--- START Items ---

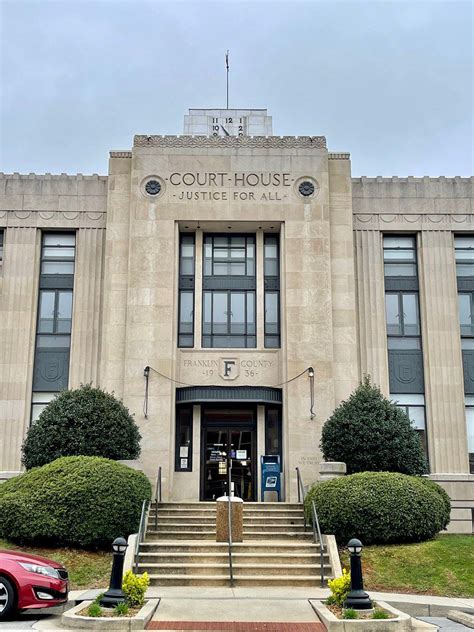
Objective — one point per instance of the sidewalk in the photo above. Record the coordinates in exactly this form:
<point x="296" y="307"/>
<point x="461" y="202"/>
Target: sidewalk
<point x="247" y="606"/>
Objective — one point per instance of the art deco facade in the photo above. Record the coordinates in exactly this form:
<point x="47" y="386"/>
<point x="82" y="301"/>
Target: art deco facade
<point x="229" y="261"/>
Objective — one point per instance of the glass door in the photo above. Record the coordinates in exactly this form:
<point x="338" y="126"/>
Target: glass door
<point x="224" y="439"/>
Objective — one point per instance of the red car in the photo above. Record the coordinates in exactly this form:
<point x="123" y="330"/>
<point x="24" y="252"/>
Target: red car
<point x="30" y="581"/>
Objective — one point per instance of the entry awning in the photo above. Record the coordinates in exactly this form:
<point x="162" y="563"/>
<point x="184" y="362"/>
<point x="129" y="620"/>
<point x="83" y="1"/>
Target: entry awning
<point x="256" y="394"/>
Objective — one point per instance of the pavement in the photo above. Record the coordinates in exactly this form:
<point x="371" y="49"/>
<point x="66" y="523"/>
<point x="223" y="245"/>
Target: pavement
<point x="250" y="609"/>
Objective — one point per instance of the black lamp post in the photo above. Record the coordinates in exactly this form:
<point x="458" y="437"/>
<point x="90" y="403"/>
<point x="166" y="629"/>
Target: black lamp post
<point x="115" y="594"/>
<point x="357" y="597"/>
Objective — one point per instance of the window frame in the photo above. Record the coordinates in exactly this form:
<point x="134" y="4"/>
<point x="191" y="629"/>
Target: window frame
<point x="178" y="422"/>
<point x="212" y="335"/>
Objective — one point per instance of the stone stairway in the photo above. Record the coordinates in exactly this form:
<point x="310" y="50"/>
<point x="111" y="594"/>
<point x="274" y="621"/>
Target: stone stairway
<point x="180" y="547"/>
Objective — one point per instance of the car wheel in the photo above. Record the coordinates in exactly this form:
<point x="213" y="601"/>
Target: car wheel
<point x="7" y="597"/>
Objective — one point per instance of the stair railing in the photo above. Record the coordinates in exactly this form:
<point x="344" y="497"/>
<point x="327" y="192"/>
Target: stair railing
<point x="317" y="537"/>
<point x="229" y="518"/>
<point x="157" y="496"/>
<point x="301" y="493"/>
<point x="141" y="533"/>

--- END Items ---

Problem details: Recast the lines above as a JSON list of strings, one string per line, beginning with the line containing "Objective — one point per instance of the car" and continuing through the final line. Omit any blank lines.

Task result:
[
  "Objective — one point per instance of the car wheel in the photo above. Record the coordinates in exactly this form:",
  "<point x=\"213\" y=\"601\"/>",
  "Target: car wheel",
  "<point x=\"7\" y=\"597\"/>",
  "Objective — one point per instance of the stair railing in the photo above. Record the coordinates in exactly this form:",
  "<point x=\"344\" y=\"497\"/>",
  "<point x=\"327\" y=\"192\"/>",
  "Target: stair railing",
  "<point x=\"317\" y=\"537\"/>",
  "<point x=\"229\" y=\"518\"/>",
  "<point x=\"157\" y=\"496\"/>",
  "<point x=\"301\" y=\"493\"/>",
  "<point x=\"141\" y=\"533\"/>"
]